• About this exercise: Look for "[1039, 292]" in the entries below. Write out that line and all later lines exactly, ending with the final one.

• Source data:
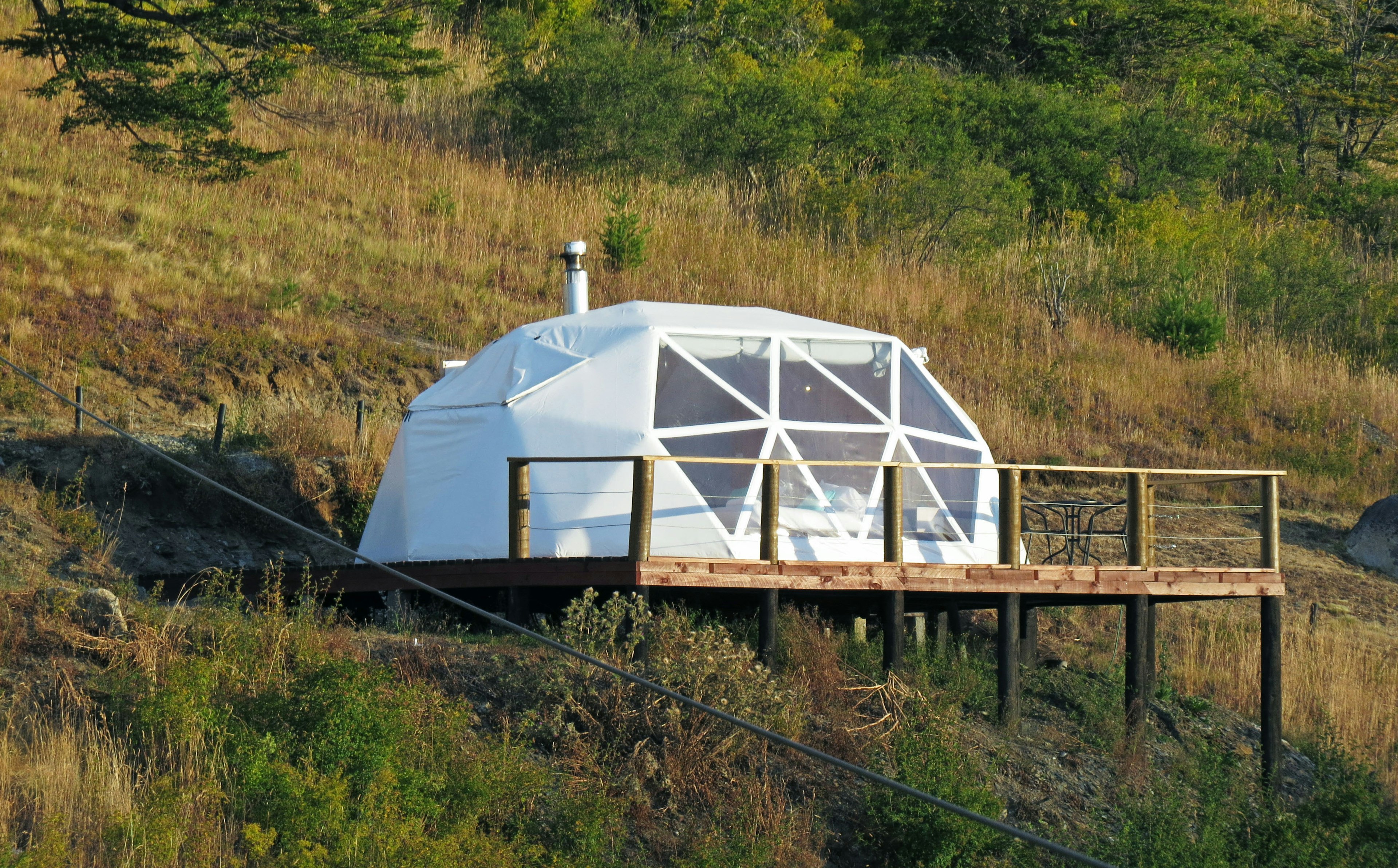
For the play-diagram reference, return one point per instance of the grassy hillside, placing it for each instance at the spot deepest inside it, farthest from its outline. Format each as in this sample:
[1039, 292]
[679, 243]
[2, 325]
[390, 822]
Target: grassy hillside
[391, 241]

• Answer:
[1039, 292]
[679, 243]
[2, 325]
[390, 822]
Target: grassy hillside
[391, 241]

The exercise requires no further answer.